Records from a collection
● ● ● ● ● ● ●

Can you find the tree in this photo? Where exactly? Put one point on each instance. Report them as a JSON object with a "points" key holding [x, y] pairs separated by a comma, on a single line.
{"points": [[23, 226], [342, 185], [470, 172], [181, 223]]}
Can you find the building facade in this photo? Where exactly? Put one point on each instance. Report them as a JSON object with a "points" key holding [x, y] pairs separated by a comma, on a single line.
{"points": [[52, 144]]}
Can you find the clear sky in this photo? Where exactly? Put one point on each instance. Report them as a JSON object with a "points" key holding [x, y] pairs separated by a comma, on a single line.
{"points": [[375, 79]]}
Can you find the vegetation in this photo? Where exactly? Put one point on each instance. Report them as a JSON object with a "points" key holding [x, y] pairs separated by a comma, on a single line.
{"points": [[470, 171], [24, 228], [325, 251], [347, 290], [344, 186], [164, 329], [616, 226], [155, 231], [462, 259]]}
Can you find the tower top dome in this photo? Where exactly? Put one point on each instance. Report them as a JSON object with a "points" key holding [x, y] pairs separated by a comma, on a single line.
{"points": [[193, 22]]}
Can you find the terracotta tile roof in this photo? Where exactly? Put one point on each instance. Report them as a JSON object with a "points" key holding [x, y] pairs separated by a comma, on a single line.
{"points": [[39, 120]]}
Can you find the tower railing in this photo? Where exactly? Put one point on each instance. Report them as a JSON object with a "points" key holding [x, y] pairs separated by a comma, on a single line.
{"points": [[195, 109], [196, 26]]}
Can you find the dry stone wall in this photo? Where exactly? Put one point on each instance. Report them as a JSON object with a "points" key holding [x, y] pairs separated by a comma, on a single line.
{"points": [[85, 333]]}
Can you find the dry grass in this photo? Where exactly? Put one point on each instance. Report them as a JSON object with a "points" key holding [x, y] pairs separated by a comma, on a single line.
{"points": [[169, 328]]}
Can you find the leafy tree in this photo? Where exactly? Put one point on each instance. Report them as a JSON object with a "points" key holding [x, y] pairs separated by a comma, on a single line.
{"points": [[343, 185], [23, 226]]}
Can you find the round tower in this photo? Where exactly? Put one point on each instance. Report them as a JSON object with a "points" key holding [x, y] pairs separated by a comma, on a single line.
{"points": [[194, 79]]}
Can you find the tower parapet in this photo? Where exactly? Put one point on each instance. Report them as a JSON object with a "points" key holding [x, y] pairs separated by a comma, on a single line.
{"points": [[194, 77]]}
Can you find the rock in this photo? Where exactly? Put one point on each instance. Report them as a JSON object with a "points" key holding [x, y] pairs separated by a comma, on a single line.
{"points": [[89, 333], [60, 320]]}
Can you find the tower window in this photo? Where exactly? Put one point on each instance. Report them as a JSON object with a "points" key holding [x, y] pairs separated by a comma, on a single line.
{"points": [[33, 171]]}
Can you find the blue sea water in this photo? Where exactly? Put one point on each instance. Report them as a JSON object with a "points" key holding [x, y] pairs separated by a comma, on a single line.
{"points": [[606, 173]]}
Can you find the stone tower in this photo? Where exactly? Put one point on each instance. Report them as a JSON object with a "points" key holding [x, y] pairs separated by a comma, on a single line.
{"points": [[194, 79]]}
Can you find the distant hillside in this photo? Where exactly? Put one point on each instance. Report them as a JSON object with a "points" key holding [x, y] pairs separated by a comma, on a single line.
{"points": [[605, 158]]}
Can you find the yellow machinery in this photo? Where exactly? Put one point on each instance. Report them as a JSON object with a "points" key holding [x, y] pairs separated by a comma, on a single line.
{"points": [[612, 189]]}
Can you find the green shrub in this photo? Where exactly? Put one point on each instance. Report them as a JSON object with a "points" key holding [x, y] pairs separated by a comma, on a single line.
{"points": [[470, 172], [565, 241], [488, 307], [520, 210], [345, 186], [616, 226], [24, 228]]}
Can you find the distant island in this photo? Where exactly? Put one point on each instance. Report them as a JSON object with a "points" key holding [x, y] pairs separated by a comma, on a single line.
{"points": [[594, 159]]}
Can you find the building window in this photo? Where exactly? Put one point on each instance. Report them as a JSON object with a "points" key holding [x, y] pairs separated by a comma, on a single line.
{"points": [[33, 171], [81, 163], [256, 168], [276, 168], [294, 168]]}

● ● ● ● ● ● ●

- _WHAT THE EXERCISE ASKS_:
For each entry above, write out an exact copy.

- _RESPONSE AREA_:
Can you find the tree in this photo? Where exactly? Put one point on each instance. Report them as a JSON object with a "points" key holding [x, y] pairs separated by a comma, on a single line.
{"points": [[23, 226], [342, 185], [470, 172], [181, 223]]}
Can you find the building facade in this photo? Where exactly? Put one point on each instance. Report them as a JSON object with a "points" key holding [x, y] pairs separated by a comma, on a single line.
{"points": [[52, 144]]}
Can you find the clear sky in this photo? Where exactly? Put one point on each instance. Report them as a JSON object with a "points" key holding [x, y] pairs separated by a comma, on a single line.
{"points": [[375, 79]]}
Can you find the vegetation in this photo? Where exactly? Put one point on each instance. Report them as a JSON object with a "points" key holding [x, y] pairs separated by a comma, on a single line.
{"points": [[470, 171], [24, 228], [325, 251], [347, 290], [344, 186], [164, 329], [616, 226], [155, 231], [462, 259]]}
Can you find the tower top dome in this photo? Where exactly? Put one point on each instance. Report them as a JSON object with a "points" key holding [x, y] pairs separated by a comma, on a single line.
{"points": [[193, 22]]}
Can you find the terracotta tile roof in this photo? Where exactly? Put one point on each instance. Report them as a JSON object with a "points" key holding [x, y] pairs separated by a comma, on a single line.
{"points": [[39, 120]]}
Can you find the tower railing in this photo? Where exactly? Put one point on each instance. Report them as a JSON object with a "points" key holding [x, y] pairs separated by a comma, on a single line.
{"points": [[195, 109], [196, 26]]}
Can you find the dry stone wall in this photo? Where exactly? Put one point on each instance. Report them as a JSON object with a "points" key holding [x, y] pairs separated by a comma, on a single line.
{"points": [[85, 333]]}
Can you find the dry grass in this photo? Where exactly? Put one point on each instance. Report them as a JSON object with a "points" key holding [x, y] pairs separated by a comma, on a single line.
{"points": [[169, 328]]}
Can you find the leafy tree in this photo? Where exactly? Put one point on each instance. Report them as a JSON object with a "points" key holding [x, y] pairs separated by a comma, on a single line.
{"points": [[343, 185], [23, 226]]}
Can you find the round tower in this photo? Where exactly? Put one point on each instance. Report them as a JSON object with a "points" key holding [x, y] pairs separated by a comma, on a single line.
{"points": [[194, 79]]}
Can you find the tower parapet in this photo? Where exactly? Put one point on each instance. Report them as a JSON object with a "points" key holding [x, y] pairs separated by a comma, on a single line.
{"points": [[194, 77]]}
Can you find the rock in this photo? Where exactly? Put one point on each instance. Report them as a JSON object with a "points" key holding [x, y] pairs separated by a comma, on a single line.
{"points": [[89, 333], [60, 320]]}
Can you find the tower window in this photo? Where exactly? Put one point on each instance. Report them as a JSON object with a "points" key holding [x, y] pairs separated by a comma, on a single line.
{"points": [[33, 171]]}
Can you find the blue sea water in this photo? Where exactly? Put one point on each instance. Report them as a JSON object with a "points" key holding [x, y] pairs separated by a comma, on a single line.
{"points": [[606, 173]]}
Can you find the stone tower in this photo? Where exactly? Put one point on each instance. Report them as a JSON object with a "points" key holding [x, y] pairs separated by a comma, on a single line.
{"points": [[194, 79]]}
Can you find the distant hillside in this photo? Where exactly? Put one point on each instance. Report them as a JSON object with a "points" key holding [x, y] pairs separated by a comma, on a single line.
{"points": [[605, 158]]}
Can you find the yellow machinery in this photo? Where exactly? Put one point on each instance. Report them as a JSON object with a "points" key holding [x, y] pairs separated by a comma, on a single line.
{"points": [[612, 189]]}
Can you find the green shrub in this photo? Where exactly? Put one point on each instance. Report them as a JSON object with a "points" key holding [x, y] pairs separated by a comma, on a single line.
{"points": [[470, 172], [565, 241], [488, 307], [520, 210], [345, 186], [616, 226], [24, 228]]}
Can you find the distant island in this photo? Where exactly? Put one point on each instance. Report them as a JSON object with a "points" key holding [x, y] pairs separated by a comma, on a single line.
{"points": [[594, 159]]}
Can you find the building window in this photo? Where exactly? Put one point on each instance. Report them as a JSON object with a "points" key holding [x, y] pairs separated by a comma, on a single line.
{"points": [[33, 171], [81, 163], [256, 168], [276, 168], [294, 168]]}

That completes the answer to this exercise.